[Elenco dati]

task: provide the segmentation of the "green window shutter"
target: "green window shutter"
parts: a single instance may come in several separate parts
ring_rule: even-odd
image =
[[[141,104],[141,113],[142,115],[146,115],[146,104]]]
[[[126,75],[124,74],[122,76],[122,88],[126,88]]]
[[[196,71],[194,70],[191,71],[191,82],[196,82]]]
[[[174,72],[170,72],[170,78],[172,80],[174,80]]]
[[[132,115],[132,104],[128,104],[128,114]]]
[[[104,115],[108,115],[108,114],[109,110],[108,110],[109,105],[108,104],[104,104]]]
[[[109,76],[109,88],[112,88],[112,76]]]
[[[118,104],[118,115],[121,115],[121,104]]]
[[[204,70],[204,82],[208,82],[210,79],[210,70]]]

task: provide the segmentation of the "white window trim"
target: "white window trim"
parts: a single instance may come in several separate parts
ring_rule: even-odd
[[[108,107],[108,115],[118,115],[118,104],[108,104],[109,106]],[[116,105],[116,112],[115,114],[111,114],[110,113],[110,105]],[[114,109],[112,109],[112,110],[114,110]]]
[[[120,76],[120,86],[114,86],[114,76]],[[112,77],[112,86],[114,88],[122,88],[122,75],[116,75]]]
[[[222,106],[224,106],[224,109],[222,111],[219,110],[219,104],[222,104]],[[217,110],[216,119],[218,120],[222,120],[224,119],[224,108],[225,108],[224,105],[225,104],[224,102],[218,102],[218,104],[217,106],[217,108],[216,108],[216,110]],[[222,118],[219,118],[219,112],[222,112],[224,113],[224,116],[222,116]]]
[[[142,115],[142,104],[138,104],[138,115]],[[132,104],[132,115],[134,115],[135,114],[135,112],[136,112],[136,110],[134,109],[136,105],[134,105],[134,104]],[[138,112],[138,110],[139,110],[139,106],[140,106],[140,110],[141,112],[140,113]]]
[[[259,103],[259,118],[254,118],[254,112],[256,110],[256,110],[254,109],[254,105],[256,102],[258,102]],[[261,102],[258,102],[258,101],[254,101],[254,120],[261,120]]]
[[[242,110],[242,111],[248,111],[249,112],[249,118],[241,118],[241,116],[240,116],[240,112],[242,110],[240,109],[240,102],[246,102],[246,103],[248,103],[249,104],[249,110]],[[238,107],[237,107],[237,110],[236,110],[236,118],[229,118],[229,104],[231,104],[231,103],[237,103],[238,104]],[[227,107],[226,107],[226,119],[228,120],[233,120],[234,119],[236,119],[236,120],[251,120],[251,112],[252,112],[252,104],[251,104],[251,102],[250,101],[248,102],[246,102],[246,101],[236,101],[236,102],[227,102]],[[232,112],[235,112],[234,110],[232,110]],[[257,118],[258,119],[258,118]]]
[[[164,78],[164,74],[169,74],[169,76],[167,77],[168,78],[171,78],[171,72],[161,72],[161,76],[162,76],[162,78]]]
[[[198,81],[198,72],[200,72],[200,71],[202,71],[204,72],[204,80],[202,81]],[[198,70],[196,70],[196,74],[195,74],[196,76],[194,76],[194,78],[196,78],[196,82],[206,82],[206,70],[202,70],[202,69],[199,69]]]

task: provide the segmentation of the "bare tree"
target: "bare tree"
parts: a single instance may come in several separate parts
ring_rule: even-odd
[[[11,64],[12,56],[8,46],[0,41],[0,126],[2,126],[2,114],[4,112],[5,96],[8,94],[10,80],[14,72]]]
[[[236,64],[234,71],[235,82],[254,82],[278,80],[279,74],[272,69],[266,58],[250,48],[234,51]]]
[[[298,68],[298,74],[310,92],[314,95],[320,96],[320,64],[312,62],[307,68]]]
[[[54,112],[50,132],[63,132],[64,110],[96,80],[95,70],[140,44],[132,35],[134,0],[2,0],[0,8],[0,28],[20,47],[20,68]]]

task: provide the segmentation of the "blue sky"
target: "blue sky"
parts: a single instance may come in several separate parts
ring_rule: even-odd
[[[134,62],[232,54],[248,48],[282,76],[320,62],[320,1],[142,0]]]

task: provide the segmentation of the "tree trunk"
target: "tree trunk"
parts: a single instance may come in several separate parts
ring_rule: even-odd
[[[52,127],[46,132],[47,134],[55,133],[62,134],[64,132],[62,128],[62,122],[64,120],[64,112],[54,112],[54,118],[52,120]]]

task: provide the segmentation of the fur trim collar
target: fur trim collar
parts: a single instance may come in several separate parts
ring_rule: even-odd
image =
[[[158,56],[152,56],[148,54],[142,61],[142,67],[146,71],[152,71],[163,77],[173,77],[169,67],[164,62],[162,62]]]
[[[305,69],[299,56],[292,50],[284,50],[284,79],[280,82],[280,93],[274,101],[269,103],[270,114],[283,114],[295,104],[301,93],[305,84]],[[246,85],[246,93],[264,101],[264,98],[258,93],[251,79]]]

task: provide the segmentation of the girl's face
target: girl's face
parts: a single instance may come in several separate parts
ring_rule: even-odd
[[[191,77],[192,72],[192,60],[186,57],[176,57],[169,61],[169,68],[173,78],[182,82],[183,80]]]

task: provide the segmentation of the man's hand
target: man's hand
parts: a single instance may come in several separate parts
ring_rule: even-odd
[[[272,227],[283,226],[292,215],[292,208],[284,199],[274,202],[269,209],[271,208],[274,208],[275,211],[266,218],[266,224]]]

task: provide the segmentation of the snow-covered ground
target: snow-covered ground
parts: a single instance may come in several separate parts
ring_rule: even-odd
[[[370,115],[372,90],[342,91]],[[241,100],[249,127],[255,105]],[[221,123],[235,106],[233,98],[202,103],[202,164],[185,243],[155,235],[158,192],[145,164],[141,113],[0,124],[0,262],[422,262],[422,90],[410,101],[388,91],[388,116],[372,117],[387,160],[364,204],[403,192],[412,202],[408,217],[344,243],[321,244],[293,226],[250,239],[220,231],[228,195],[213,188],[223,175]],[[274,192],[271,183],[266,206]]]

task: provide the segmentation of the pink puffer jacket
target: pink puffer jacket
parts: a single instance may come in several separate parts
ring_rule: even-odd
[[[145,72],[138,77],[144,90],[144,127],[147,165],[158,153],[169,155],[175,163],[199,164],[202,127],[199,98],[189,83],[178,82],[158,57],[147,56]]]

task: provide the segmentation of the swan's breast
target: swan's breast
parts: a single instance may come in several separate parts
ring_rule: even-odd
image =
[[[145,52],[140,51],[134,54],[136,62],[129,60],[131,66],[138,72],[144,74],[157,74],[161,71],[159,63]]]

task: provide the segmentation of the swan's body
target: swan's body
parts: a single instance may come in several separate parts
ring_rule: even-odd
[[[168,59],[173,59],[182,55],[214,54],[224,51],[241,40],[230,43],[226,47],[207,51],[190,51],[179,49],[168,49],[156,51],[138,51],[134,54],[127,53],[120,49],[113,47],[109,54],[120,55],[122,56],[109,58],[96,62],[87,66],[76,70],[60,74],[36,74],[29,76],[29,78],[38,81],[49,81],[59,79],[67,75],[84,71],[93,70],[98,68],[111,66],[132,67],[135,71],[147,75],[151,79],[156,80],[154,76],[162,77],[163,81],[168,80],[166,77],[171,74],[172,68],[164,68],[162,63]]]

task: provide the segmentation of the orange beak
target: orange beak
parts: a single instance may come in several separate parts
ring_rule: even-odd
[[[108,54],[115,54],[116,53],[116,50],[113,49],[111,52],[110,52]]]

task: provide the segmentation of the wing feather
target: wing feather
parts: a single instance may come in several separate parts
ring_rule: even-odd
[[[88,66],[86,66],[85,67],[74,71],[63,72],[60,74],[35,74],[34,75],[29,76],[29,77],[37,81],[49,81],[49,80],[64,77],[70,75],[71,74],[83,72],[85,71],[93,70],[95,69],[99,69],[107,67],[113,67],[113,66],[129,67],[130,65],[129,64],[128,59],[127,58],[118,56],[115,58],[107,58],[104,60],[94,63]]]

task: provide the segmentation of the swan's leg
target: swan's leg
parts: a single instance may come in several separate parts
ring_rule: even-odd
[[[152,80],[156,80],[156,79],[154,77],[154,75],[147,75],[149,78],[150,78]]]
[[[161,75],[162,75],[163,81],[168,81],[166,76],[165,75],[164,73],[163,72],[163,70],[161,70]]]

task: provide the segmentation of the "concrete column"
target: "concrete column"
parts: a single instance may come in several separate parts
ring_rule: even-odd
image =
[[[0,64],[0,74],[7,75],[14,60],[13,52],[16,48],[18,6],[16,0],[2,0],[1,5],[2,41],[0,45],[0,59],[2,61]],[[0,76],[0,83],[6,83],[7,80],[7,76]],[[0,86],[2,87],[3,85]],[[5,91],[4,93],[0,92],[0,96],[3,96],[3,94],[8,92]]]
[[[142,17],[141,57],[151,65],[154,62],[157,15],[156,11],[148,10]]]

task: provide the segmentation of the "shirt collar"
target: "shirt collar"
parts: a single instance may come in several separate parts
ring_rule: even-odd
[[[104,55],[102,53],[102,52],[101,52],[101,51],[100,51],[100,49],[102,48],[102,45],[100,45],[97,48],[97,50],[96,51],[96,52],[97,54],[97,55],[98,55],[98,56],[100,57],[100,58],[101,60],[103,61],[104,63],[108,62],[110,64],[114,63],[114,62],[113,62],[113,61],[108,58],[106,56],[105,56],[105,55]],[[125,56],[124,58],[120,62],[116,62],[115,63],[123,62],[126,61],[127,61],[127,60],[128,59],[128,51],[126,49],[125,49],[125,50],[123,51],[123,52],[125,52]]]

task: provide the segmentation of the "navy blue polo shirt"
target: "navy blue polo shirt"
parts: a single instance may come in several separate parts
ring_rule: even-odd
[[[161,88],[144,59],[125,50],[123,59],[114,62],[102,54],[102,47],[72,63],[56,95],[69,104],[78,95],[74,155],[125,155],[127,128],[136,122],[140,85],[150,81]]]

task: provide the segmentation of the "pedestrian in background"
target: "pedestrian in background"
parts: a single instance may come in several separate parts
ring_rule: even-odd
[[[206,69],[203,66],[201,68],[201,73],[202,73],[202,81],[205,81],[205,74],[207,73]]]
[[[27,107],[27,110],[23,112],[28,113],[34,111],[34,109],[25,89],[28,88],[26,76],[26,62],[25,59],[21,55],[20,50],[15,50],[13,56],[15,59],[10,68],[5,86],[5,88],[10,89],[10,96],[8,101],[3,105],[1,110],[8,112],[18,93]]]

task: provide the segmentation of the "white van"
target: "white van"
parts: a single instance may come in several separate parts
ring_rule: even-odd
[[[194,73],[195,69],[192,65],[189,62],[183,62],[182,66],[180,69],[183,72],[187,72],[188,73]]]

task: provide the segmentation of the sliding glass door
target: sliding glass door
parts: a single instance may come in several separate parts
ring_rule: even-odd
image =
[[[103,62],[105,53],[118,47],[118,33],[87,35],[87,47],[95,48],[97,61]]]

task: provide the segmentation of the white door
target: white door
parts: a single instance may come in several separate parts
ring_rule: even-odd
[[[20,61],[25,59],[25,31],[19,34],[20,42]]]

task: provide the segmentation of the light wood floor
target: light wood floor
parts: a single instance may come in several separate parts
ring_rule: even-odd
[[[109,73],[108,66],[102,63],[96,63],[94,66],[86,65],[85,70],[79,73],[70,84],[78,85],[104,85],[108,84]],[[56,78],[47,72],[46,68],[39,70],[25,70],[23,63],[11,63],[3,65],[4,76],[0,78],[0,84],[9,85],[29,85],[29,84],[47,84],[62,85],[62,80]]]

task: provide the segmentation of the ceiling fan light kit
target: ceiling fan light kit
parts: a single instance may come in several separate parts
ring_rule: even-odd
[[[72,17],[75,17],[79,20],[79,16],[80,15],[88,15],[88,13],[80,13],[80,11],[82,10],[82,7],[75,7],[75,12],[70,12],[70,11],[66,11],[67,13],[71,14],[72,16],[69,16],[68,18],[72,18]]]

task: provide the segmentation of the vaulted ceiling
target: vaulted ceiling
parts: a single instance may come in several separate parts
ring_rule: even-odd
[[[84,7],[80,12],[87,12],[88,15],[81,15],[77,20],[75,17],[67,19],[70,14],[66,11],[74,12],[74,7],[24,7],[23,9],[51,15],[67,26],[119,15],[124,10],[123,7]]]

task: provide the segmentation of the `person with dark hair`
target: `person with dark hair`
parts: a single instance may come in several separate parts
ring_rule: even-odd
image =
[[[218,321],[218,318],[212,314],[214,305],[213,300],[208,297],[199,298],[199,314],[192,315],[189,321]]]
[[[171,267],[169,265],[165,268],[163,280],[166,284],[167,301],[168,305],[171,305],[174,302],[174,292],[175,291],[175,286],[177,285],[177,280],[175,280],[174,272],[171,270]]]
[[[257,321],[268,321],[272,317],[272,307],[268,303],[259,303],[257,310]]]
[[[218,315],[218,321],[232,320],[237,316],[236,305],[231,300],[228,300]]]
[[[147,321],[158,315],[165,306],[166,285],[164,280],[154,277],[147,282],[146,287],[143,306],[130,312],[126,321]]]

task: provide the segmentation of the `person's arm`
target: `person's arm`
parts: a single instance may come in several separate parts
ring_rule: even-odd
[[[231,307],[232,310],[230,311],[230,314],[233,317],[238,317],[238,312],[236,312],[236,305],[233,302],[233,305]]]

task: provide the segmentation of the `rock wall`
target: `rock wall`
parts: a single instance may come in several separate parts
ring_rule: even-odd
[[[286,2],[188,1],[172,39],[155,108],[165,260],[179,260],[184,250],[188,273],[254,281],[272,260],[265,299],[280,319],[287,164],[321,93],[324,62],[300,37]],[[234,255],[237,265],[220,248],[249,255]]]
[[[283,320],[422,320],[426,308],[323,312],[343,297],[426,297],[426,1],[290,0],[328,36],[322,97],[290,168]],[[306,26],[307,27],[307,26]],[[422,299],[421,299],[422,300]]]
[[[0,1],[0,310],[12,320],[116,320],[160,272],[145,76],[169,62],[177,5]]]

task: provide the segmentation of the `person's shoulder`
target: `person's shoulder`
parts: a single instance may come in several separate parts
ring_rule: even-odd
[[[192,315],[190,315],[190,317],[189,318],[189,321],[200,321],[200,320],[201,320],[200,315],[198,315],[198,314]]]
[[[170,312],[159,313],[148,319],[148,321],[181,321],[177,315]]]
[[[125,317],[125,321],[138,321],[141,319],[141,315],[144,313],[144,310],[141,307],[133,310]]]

* OBIETTIVO *
Per favore, estrai dall'elenco qui sopra tutte le righe che contengono la parola "feather".

* SOLUZIONE ESERCIZIO *
task: provide the segmentation of the wing feather
target: wing feather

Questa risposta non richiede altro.